WHAT THIS TASK INVOLVES:
Every single entry must be reproduced precisely.

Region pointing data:

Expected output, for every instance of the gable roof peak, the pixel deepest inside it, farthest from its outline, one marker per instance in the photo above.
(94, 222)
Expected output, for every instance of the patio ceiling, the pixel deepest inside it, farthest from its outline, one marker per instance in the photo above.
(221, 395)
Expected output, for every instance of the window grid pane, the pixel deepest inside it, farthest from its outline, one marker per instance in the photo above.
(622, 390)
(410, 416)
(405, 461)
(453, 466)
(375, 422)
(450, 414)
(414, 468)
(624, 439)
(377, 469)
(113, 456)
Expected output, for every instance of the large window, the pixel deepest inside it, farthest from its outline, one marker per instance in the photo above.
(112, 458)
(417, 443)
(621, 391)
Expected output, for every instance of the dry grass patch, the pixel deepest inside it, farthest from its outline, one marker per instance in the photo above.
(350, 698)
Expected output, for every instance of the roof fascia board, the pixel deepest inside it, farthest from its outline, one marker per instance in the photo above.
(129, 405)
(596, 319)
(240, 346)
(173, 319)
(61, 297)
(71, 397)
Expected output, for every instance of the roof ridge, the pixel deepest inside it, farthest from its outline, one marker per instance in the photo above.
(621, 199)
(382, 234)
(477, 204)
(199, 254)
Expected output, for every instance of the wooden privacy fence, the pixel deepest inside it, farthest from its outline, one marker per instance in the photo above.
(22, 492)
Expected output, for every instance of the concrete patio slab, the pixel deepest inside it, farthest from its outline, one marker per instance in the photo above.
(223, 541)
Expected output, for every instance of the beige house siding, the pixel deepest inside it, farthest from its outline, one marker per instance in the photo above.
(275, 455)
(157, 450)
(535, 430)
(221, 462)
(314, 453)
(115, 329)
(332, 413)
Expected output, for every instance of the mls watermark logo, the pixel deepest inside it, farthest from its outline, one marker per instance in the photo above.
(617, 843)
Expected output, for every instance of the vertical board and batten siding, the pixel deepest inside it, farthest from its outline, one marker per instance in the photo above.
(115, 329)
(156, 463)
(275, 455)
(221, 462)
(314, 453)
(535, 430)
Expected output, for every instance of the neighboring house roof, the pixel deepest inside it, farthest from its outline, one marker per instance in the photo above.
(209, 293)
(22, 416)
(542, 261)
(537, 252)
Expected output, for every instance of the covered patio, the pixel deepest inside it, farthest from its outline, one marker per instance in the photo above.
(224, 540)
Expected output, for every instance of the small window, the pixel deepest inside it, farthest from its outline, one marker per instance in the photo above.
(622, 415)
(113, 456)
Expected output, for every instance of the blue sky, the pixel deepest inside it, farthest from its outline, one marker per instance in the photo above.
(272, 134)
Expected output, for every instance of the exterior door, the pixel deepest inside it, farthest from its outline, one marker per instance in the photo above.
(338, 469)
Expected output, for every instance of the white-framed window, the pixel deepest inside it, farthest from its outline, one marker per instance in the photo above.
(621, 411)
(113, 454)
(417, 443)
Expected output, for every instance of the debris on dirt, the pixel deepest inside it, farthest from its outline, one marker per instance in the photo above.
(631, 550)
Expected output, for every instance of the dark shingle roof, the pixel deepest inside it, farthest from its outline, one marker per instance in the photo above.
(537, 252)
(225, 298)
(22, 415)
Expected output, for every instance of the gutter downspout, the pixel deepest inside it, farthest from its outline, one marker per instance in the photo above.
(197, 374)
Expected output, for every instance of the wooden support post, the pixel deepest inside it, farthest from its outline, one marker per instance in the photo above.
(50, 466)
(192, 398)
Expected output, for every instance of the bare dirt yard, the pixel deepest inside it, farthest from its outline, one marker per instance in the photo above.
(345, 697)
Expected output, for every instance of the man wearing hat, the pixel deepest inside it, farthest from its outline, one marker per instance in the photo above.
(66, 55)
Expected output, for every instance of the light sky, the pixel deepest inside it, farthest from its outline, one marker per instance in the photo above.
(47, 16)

EXERCISE SOLUTION:
Expected output, for every instance of the gable roof peak, the pixel deepest inside it, farthest from its outline, one marker per instance in the photo above.
(94, 222)
Expected output, for every instance of the patio ceiling, the pixel deepest inside it, farthest from its outline, one marker per instance in the photo above.
(221, 395)
Expected output, for every instance of the window grid pane, the pixel deepest inside it, farthest from its outline, one marker per instance in the photo above.
(622, 390)
(410, 416)
(405, 461)
(453, 466)
(375, 422)
(450, 414)
(414, 468)
(624, 439)
(377, 469)
(113, 456)
Expected output, for every instance of the large window, the pixel deepest inside it, farthest from its outline, one marker per instance in the photo above.
(112, 458)
(417, 443)
(621, 391)
Expected output, for every instance of the dry grass patch, the pixel deepest inside it, farthest from its outline, one marker per instance in the photo above.
(350, 698)
Expected output, for every instance of the roof fascia board, the pixel deepest inside it, farthest from its outline, one marker per instance in the photo above.
(129, 405)
(596, 319)
(240, 346)
(173, 319)
(61, 297)
(71, 397)
Expected output, for every instance of the roof ridge, the pixel deepest inside it, farthest from its outline, one marker per instance in the photo above.
(621, 199)
(382, 234)
(477, 204)
(199, 254)
Expected output, for every instance of the wooden privacy fence, the pixel deepest inside it, farthest from its outline, one marker per instance in the photo above.
(22, 492)
Expected output, for every instance of the concrete patio slab, the pixel deepest inside it, farthest from its outline, one marker per instance in the photo above.
(223, 541)
Expected output, for every instance of the beige house siding, the pixel deepest inside it, farthest from its outline, one marker per instance in the photo above.
(275, 455)
(157, 450)
(535, 430)
(221, 462)
(314, 453)
(115, 329)
(332, 413)
Expected output, for every instance of the mls watermark logo, the pixel deepest inside it, farthest from its outline, one marker per instance in the photo above.
(617, 843)
Expected output, for every instance of the vertical board and batten siding, the pixel deepest inside it, farthest from its outline, one marker per instance in the photo above.
(115, 329)
(156, 463)
(275, 455)
(221, 462)
(314, 453)
(535, 430)
Expected output, for every instance of the neighboring house roof, the pixel deepest inside it, farthest from its outline, one marker per instance in the photo above.
(209, 293)
(22, 416)
(542, 261)
(537, 252)
Expected output, for every instance of the covered patio, the pixel deepest inside it, farthest from its outline, one marker per instance in the photo above.
(224, 540)
Expected output, for every instance of the small window, the pixel deepest inside it, farthest from its outline, one marker per instance in the photo above.
(622, 415)
(113, 456)
Expected output, for every instance of the blue sky, the pixel deepest inside it, farthest from its outline, one marker per instance in the photo above.
(272, 134)
Expected output, for every instance of the exterior door, the pixel deepest inside it, farthest from its outline, one marker per instance in the photo above.
(338, 469)
Expected output, for every instance of the white-framed window, the pixel deepest inside it, farthest from its outline, one marker per instance in the photo above.
(621, 411)
(113, 454)
(417, 443)
Expected output, for every instance of the debris on dirt, the pixel deepest inside it, farthest from its outline, one marker per instance in the photo above.
(631, 550)
Expected output, for every instance of the dark shingle roof, the pixel deepest inside it, farthest from its outline, one marker per instance in the photo above.
(537, 252)
(225, 298)
(22, 415)
Expected output, for every instance of the gutter downspout, the pixel deepest inside it, farthest from its outline, one marker per instance in the photo above.
(197, 374)
Expected output, for every instance of the wooden support post, the pixel deepest inside it, farthest from its outline, one marker per instance in the photo above.
(50, 466)
(192, 398)
Expected output, for every instance of the bare dirt yard, the pixel deepest inside it, farthest from its outline, one marker per instance in the photo above.
(345, 697)
Expected output, for every instance of the man wearing hat, the pixel deepest inside it, farthest from its outline, one marker per instance in the photo above.
(66, 55)
Expected output, for every instance of the light sky, the pixel deepest inside it, farthest from its outline, one marker per instance in the photo above.
(47, 16)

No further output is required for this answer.